Objective
Echo back, unchanged, the stretch of lines from the one containing "tower building. For each occurrence, report its box." through the one containing "[573,357,853,397]", including both.

Extracted material
========================================
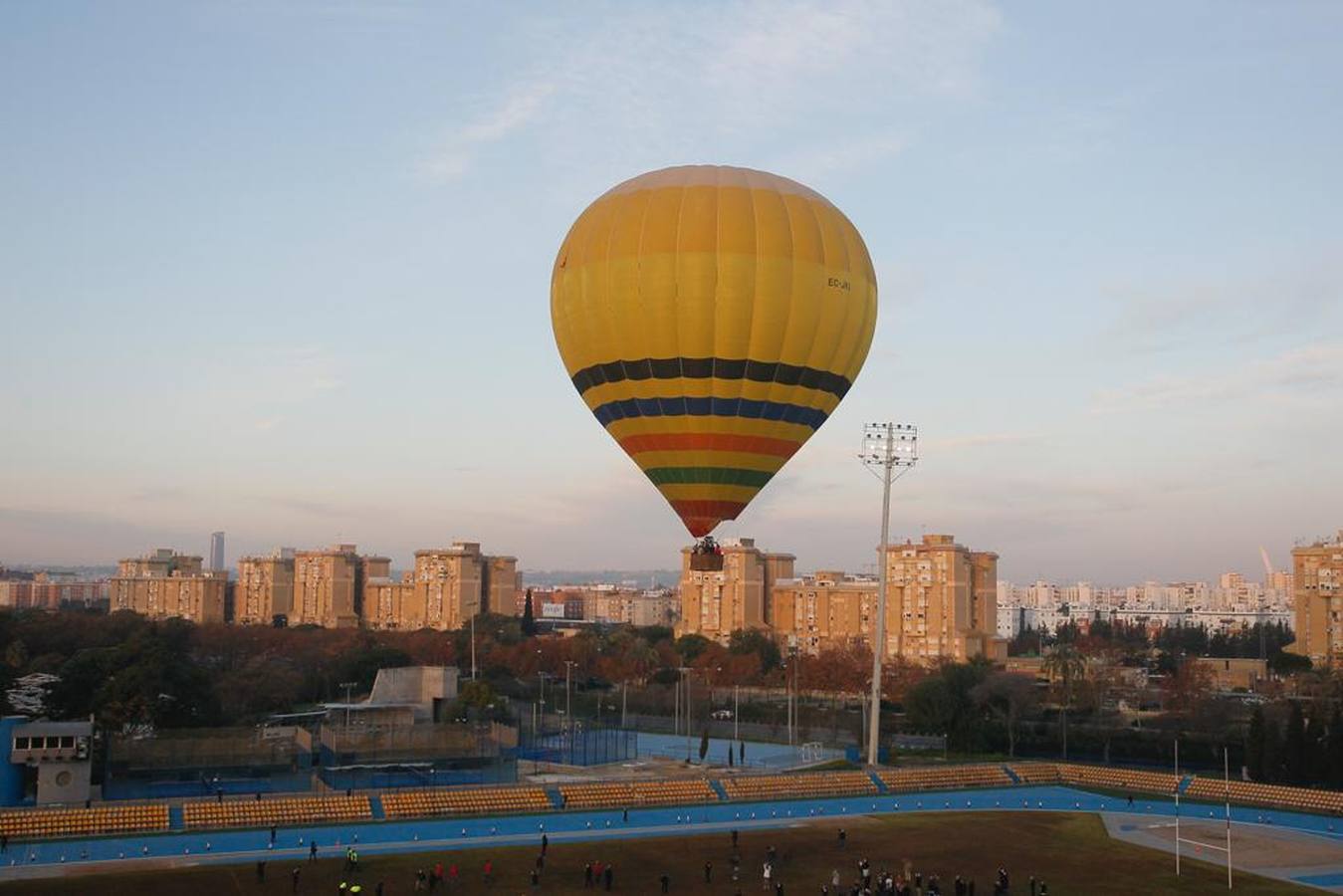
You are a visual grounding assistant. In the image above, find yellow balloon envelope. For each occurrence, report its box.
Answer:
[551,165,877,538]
========================================
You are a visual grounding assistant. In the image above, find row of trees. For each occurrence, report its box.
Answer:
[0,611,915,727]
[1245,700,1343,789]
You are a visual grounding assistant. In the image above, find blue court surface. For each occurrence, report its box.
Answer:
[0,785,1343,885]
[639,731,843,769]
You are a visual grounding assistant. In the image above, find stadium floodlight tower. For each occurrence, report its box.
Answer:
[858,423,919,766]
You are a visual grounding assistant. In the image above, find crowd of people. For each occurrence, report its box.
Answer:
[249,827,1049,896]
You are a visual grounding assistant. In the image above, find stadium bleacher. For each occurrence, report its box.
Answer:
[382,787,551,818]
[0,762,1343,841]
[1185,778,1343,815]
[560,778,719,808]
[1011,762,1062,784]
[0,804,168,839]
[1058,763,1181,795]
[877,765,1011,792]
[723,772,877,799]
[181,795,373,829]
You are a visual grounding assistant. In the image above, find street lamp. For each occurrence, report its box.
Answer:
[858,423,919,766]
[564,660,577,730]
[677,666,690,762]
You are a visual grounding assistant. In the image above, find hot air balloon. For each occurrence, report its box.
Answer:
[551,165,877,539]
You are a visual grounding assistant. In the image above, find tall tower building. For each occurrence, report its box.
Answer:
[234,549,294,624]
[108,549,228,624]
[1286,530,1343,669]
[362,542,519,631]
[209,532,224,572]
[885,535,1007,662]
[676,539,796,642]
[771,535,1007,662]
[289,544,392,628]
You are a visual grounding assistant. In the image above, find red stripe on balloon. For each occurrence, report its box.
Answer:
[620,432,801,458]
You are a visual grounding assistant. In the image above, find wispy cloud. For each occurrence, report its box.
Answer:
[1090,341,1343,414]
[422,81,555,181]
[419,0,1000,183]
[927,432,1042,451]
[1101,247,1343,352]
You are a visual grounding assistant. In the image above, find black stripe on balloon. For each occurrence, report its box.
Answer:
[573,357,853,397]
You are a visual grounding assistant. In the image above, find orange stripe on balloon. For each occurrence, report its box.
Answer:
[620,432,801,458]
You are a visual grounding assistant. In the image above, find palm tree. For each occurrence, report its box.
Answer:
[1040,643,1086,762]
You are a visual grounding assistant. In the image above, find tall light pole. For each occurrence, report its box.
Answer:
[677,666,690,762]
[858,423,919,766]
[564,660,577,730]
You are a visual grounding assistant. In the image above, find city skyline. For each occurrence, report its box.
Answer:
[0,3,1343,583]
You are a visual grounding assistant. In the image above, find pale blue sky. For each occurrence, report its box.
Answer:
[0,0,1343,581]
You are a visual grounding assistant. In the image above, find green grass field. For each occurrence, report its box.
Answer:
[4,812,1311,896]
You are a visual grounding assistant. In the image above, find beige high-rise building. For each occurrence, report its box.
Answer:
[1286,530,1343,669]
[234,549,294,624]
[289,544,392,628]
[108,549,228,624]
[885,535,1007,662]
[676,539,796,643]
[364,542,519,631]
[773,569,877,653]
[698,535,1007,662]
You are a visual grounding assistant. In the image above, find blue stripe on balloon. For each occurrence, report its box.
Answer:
========================================
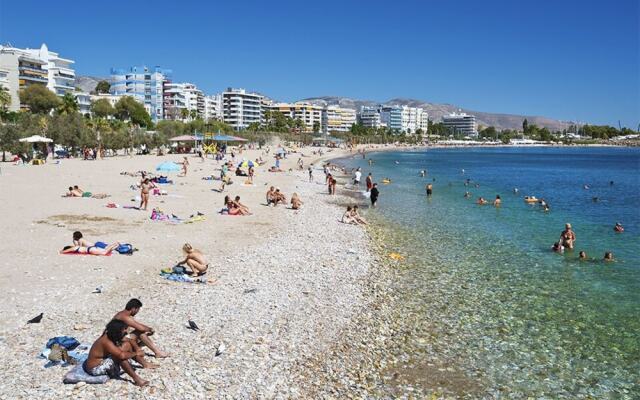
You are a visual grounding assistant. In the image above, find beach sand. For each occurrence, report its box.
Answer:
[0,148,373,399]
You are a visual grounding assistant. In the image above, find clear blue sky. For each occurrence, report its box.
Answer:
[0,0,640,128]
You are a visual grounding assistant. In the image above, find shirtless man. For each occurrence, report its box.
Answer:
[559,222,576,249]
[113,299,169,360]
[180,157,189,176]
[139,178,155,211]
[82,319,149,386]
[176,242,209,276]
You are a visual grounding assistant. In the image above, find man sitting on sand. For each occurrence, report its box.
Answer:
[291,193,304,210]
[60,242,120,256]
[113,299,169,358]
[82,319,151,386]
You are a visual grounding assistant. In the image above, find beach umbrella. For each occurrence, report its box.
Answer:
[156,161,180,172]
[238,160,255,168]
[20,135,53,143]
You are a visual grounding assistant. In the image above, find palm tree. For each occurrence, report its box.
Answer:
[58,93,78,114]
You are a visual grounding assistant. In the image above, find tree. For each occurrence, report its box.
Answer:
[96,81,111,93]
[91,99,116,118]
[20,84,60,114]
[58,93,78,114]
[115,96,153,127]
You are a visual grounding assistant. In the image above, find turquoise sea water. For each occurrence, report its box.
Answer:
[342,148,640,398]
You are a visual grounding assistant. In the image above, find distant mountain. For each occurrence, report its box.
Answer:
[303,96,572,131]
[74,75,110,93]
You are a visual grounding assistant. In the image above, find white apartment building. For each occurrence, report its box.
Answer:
========================================
Task response
You are a visual grounding assistant. In the image above, find tall tower building. For each occurrence, report its box.
Answer:
[234,549,294,624]
[108,549,228,624]
[1286,530,1343,669]
[362,542,519,631]
[209,532,224,572]
[885,535,1007,662]
[676,539,796,642]
[771,535,1007,662]
[289,544,392,628]
You are a visual grounding assistant. In the image above, find red stripe on balloon. For each occurrence, report its box.
Answer:
[620,432,801,458]
You are a visual grounding assistant. In the image above, find wispy cloud. For each occurrence, report its box.
Answer:
[1090,341,1343,414]
[422,81,555,181]
[419,0,1000,183]
[927,432,1042,451]
[1101,247,1343,352]
You are a visual grounding assistant. In the image above, find black stripe on balloon. For each occurrence, report its box.
Answer:
[573,357,853,397]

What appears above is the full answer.